* [Tasks to carry out]
a – Reproduce the text about Jacqueline Jules in full, word for word.
b – Rewrite the part of the records that starts with the line containing "Could you please locate the turquoise" and ends with the line containing "<point>666,544</point>", changing "gravel path" to "dirt trail" and keeping everything else the same. Give only that part, without the pictures.

American author and poet (born 1956)

Jacqueline Jules (born 1956) is an American author and poet.

==Life==
She was born in Petersburg, Virginia, United States. In 1979, she earned a BA degree from the University of Pittsburgh, and in 2001, she received a M.L.S. from the University of Maryland. Since 1995, she has lived in Northern Virginia, where she has worked as a school librarian, teacher, and writer.

Jules began her career as an author with the publication of The Grey Striped Shirt, a story about the granddaughter of Holocaust survivors, published in 1995. She has written more than a dozen books of Jewish interest for young readers, including The Hardest Word, Once Upon a Shabbos, and three Sydney Taylor Honor Award winners, Sarah Laughs, Benjamin and the Silver Goblet and Never Say a Mean Word Again: A Tale from Medieval Spain. Never Say a Mean Word Again was also named a finalist in the 2014 National Jewish Book Award, illustrated children's book category.

Jules has also written stories inspired by her experiences as an elementary school librarian. No English is the story of two second grade girls who find a creative way to overcome a language barrier. Duck for Turkey Day is about a Vietnamese-American child who is concerned about her family's unconventional Thanksgiving dinner. Unite or Die: How Thirteen States Became a Nation began as a skit she wrote for her students to perform on Constitution Day.

* [Record extracts]
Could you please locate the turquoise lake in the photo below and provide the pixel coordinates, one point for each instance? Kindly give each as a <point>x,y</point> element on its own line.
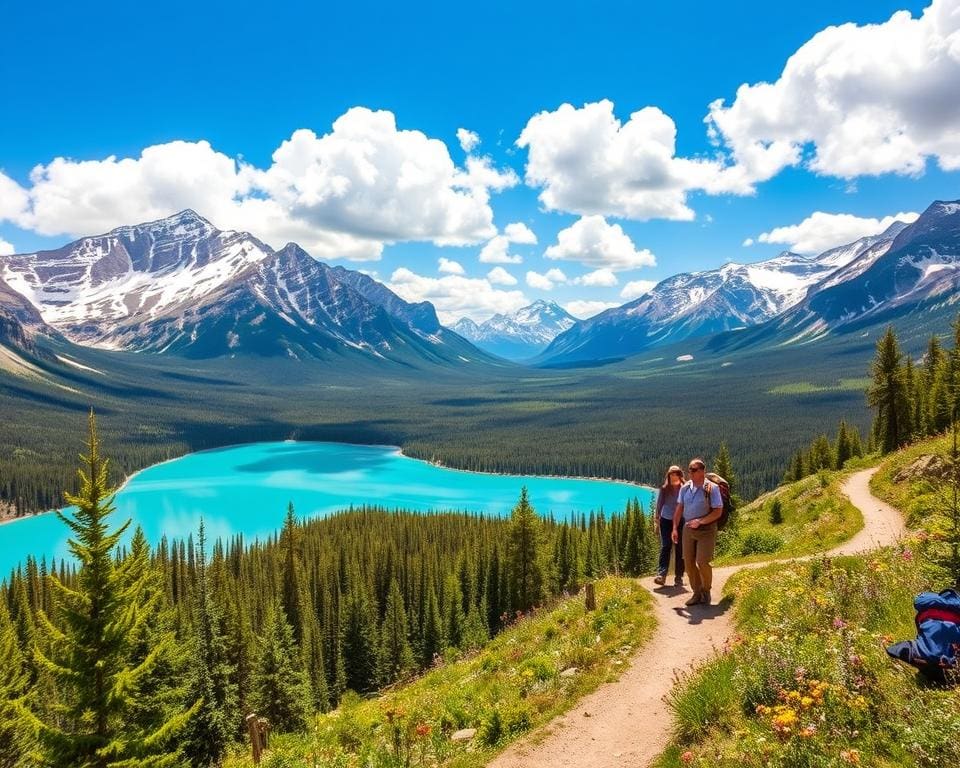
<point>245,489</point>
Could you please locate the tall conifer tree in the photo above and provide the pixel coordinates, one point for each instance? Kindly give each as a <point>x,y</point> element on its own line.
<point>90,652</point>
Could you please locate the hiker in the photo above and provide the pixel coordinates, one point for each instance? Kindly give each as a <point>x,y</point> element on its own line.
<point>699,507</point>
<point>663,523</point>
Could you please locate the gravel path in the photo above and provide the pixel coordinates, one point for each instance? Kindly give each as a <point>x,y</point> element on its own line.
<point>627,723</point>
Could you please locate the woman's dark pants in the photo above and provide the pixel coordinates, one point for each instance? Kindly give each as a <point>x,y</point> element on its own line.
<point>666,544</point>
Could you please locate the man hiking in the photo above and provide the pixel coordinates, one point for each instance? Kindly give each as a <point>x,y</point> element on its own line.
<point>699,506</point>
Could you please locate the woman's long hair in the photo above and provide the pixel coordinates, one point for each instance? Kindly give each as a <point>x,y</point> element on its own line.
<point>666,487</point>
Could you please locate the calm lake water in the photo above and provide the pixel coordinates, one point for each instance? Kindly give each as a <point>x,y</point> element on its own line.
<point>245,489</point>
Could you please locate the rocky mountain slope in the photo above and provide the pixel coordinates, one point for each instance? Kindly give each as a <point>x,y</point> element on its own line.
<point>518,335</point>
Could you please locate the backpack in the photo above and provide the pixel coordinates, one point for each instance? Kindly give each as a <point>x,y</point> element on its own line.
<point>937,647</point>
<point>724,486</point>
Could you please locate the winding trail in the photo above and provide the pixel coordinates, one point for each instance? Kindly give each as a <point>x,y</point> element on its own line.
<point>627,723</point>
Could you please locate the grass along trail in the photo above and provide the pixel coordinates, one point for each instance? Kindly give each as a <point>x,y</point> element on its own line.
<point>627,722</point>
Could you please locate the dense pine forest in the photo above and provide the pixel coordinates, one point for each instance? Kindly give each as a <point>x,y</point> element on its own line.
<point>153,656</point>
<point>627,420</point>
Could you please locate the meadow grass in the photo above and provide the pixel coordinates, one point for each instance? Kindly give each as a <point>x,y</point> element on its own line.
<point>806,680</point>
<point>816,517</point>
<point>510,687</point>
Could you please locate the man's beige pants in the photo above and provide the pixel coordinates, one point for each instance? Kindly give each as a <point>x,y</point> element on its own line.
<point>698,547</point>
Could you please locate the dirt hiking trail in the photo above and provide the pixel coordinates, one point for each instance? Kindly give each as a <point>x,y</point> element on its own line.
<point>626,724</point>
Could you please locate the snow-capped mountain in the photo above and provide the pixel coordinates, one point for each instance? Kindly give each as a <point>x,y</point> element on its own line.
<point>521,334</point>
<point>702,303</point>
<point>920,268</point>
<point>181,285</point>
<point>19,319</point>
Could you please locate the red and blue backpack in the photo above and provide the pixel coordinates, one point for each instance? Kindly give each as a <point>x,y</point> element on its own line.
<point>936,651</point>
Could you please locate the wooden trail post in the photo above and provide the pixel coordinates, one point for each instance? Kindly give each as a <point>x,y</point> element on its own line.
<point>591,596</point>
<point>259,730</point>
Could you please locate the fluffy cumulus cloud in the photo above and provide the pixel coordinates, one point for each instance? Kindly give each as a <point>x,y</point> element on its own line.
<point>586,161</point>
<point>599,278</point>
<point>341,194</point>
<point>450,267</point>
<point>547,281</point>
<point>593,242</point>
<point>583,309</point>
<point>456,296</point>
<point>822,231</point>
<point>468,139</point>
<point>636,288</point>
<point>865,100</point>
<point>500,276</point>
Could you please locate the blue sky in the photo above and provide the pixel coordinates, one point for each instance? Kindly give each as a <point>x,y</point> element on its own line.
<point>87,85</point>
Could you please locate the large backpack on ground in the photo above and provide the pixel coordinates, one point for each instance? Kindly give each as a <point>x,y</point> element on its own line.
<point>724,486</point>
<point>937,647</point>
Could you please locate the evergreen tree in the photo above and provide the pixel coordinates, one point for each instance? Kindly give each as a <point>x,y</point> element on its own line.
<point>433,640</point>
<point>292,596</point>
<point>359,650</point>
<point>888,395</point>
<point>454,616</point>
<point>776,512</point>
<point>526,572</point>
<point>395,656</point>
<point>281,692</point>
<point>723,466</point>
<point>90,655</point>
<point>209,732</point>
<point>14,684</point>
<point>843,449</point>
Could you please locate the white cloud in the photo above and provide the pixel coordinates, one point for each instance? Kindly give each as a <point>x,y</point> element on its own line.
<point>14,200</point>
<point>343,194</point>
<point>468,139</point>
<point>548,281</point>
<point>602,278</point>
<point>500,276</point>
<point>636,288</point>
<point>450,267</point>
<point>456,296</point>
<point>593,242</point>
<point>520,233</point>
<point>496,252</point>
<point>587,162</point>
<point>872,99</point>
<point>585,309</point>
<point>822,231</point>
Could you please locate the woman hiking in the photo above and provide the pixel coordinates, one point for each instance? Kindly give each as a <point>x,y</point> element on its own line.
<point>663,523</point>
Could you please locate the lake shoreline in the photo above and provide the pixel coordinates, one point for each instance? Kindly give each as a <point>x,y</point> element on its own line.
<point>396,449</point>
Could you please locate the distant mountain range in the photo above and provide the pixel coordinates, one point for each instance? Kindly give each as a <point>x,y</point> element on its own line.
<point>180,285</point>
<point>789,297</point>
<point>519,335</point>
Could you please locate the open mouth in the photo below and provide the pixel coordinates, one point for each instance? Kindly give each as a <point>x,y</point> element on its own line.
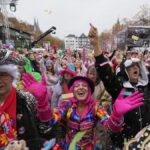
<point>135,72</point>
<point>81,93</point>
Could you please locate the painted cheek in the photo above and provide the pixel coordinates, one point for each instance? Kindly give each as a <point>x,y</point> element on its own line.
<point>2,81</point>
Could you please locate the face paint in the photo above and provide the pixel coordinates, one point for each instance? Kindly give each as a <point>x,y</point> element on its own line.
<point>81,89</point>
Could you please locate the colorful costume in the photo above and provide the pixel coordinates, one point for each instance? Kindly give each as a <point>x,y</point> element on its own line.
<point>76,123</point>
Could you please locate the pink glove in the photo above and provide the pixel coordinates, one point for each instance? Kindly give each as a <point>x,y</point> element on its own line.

--

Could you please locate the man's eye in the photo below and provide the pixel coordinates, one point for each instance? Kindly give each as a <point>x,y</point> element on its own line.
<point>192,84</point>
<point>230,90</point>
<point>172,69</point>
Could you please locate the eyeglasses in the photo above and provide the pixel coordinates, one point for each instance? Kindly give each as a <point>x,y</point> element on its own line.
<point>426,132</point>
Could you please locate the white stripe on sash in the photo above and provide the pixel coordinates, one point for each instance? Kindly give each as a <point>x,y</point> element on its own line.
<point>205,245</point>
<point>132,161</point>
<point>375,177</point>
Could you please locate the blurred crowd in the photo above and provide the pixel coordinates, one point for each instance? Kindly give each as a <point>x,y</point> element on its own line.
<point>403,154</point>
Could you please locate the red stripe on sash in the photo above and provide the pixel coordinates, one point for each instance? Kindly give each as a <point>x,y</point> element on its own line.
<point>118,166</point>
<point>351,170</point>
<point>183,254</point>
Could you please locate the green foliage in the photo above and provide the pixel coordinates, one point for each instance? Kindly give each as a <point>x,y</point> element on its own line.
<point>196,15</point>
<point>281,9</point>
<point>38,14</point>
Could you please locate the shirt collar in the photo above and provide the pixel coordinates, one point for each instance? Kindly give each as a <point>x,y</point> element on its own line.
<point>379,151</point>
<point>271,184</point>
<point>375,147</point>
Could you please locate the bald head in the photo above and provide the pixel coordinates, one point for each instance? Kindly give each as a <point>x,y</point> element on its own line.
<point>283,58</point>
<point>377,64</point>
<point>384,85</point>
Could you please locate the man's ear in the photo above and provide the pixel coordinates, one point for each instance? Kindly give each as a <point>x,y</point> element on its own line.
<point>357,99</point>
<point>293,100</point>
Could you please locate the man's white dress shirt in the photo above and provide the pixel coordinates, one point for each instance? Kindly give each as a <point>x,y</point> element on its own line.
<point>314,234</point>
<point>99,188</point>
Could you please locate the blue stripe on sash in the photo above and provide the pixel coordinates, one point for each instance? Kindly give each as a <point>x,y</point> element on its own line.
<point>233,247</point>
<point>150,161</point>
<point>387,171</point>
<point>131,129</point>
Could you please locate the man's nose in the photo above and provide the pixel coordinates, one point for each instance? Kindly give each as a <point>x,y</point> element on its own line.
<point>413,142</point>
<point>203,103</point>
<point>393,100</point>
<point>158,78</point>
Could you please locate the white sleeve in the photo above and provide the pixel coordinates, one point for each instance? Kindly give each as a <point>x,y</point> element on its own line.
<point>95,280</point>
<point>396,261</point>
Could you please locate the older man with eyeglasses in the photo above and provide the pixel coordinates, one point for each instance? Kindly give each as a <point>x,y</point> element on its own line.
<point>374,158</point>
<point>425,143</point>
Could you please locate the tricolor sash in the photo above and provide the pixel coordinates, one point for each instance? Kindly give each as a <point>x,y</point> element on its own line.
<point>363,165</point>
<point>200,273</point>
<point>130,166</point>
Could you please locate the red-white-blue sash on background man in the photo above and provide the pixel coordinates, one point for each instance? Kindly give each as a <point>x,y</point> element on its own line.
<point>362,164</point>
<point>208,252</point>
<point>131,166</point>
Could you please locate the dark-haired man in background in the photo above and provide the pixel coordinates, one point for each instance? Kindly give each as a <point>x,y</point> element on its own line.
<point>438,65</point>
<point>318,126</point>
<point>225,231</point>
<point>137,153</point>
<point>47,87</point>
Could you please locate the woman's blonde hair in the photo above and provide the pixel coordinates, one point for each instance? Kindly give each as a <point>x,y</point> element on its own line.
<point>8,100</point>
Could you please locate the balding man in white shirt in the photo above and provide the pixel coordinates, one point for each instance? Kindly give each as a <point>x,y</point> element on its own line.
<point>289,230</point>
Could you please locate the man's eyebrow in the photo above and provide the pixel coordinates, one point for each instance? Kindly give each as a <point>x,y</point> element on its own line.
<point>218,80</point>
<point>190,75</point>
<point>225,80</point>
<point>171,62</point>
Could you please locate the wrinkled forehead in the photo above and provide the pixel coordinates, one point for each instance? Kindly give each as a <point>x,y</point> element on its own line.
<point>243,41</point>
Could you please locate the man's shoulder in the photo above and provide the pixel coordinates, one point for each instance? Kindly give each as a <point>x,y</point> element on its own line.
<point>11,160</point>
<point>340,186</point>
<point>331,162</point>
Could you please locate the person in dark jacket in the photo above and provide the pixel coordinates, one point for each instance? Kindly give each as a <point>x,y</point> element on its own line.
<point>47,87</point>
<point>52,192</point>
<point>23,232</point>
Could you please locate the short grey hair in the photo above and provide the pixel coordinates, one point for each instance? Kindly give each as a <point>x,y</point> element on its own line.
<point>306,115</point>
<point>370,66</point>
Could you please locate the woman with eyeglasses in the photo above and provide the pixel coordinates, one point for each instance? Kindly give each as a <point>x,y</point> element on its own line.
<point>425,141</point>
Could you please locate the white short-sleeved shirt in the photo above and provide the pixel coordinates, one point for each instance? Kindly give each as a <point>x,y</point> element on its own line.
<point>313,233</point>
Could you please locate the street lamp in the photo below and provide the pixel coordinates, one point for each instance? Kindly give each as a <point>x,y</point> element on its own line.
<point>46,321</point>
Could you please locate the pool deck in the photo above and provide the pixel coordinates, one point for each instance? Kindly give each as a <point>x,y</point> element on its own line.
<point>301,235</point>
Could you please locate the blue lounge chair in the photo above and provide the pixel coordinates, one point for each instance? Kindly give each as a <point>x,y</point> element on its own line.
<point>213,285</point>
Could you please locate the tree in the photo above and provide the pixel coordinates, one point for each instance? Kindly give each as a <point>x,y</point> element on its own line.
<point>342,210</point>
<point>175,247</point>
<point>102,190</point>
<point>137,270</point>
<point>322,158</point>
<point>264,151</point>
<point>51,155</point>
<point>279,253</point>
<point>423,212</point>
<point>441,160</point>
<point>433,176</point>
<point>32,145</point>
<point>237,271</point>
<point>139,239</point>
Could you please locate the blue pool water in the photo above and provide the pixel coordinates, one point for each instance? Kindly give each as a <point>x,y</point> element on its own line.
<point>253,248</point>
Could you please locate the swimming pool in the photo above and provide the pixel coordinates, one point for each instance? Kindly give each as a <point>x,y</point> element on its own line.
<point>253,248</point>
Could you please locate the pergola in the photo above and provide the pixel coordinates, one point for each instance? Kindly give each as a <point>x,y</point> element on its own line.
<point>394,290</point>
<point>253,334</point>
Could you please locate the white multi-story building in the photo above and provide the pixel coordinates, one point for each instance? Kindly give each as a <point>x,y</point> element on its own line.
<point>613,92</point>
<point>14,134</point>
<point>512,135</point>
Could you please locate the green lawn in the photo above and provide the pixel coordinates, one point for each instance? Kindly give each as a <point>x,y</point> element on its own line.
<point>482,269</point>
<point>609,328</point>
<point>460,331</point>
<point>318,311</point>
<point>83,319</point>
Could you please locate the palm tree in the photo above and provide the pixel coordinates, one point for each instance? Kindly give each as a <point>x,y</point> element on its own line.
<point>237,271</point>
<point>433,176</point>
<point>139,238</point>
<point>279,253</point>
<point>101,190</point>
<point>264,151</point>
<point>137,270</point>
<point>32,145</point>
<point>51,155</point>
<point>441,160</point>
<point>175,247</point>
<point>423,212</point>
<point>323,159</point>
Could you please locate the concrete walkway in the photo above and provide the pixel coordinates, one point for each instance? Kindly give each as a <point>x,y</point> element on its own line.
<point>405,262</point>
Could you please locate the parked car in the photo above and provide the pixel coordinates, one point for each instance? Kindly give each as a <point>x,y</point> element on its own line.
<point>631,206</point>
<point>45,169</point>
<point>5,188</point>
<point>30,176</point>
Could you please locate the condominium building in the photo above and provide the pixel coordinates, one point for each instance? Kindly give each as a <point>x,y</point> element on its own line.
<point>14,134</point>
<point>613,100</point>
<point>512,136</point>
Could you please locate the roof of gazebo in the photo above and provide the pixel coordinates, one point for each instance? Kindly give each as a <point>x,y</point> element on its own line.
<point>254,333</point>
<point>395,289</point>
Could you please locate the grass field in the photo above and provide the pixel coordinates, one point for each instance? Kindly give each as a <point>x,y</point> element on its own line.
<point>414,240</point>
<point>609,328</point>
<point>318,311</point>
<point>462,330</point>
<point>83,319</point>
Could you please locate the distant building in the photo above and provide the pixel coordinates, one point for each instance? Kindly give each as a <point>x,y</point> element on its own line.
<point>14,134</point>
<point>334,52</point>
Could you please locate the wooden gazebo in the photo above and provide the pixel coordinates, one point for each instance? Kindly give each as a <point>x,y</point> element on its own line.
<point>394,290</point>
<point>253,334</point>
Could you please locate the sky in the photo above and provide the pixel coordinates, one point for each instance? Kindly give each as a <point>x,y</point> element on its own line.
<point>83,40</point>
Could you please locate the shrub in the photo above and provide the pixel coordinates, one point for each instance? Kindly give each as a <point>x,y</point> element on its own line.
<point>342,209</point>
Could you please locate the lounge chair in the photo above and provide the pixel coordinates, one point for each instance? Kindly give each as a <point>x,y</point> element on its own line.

...

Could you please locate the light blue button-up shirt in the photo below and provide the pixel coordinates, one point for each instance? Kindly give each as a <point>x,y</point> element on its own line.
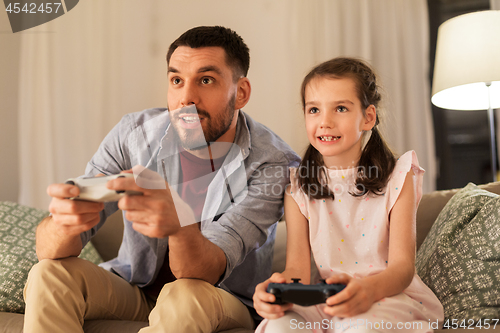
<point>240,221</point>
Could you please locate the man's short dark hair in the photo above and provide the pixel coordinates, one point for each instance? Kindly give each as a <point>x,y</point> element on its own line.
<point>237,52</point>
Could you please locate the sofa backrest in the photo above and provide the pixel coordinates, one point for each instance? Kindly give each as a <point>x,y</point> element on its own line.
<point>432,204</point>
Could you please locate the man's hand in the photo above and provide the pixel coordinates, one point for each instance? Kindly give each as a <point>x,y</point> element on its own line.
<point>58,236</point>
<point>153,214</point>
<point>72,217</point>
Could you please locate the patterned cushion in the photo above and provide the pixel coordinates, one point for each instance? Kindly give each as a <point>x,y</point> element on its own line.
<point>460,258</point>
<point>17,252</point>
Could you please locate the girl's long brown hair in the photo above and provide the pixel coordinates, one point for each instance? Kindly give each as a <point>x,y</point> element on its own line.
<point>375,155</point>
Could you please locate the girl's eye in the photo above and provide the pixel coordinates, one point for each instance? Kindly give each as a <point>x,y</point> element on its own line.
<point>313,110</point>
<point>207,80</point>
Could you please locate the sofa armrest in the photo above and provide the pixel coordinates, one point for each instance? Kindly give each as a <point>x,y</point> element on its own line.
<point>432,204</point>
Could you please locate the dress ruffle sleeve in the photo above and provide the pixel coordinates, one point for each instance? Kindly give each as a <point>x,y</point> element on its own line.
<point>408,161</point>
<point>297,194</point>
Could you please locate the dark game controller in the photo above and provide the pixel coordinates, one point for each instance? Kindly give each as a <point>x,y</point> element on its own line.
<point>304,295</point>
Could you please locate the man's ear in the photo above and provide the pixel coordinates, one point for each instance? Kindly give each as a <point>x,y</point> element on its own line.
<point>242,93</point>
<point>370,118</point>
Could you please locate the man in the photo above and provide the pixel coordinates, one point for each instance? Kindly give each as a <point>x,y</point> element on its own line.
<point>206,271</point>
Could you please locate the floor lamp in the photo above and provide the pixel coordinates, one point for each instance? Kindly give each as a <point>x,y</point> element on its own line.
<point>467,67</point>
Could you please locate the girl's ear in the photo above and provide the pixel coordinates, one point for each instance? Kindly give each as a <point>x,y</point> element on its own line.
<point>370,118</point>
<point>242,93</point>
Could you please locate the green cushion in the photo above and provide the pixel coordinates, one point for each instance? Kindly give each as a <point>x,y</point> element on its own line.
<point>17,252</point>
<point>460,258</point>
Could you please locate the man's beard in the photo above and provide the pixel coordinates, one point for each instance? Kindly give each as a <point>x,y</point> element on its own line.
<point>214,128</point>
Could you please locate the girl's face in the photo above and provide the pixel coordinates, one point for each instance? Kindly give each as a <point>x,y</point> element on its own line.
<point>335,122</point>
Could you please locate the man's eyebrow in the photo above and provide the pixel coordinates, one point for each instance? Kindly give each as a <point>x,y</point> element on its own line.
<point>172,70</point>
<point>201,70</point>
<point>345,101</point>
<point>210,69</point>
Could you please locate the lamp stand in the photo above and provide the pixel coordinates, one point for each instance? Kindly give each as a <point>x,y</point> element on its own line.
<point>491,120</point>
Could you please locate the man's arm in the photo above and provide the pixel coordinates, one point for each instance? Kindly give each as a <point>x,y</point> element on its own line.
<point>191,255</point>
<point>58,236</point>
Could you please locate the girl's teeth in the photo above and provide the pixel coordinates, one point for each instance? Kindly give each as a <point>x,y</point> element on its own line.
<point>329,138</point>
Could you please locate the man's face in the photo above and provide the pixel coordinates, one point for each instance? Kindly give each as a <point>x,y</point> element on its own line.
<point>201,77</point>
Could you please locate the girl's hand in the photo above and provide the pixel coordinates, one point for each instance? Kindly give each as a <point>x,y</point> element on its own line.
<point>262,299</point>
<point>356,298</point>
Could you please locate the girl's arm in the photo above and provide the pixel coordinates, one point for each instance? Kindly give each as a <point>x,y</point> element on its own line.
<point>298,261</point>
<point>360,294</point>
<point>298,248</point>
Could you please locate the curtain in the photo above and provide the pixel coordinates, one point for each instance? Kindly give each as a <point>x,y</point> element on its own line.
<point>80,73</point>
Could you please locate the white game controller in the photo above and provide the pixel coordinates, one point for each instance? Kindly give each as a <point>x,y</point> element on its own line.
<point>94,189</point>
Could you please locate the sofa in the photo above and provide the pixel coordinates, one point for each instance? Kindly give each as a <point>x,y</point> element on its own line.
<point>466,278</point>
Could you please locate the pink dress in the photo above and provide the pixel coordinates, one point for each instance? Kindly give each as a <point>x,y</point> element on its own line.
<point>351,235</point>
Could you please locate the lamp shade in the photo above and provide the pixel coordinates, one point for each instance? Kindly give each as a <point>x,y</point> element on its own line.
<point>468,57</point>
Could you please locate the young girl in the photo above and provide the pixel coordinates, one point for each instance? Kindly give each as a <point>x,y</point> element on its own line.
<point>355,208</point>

* [Exercise solutions]
a –
American author and poet (born 1956)

Jacqueline Jules (born 1956) is an American author and poet.

==Life==
She was born in Petersburg, Virginia, United States. In 1979, she earned a BA degree from the University of Pittsburgh, and in 2001, she received a M.L.S. from the University of Maryland. Since 1995, she has lived in Northern Virginia, where she has worked as a school librarian, teacher, and writer.

Jules began her career as an author with the publication of The Grey Striped Shirt, a story about the granddaughter of Holocaust survivors, published in 1995. She has written more than a dozen books of Jewish interest for young readers, including The Hardest Word, Once Upon a Shabbos, and three Sydney Taylor Honor Award winners, Sarah Laughs, Benjamin and the Silver Goblet and Never Say a Mean Word Again: A Tale from Medieval Spain. Never Say a Mean Word Again was also named a finalist in the 2014 National Jewish Book Award, illustrated children's book category.

Jules has also written stories inspired by her experiences as an elementary school librarian. No English is the story of two second grade girls who find a creative way to overcome a language barrier. Duck for Turkey Day is about a Vietnamese-American child who is concerned about her family's unconventional Thanksgiving dinner. Unite or Die: How Thirteen States Became a Nation began as a skit she wrote for her students to perform on Constitution Day.

b –
Could you please locate the turquoise lake in the photo below and provide the pixel coordinates, one point for each instance? Kindly give each as a <point>x,y</point> element on its own line.
<point>245,489</point>
Could you please locate the tall conifer tree in the photo above and provide the pixel coordinates, one point for each instance? Kindly give each as a <point>x,y</point> element on its own line.
<point>90,652</point>
Could you please locate the hiker in the photo above and provide the pixel coordinates, one point for each instance? Kindly give each as a <point>x,y</point> element on its own line.
<point>699,507</point>
<point>663,523</point>
Could you please locate the dirt trail in the photo above and provide the pixel coordinates, one point for each instance? Kindly give each as a <point>x,y</point> element on its own line.
<point>627,723</point>
Could you please locate the woman's dark pants in the photo above and provide the pixel coordinates, one point for each instance? Kindly give each as a <point>x,y</point> element on its own line.
<point>666,544</point>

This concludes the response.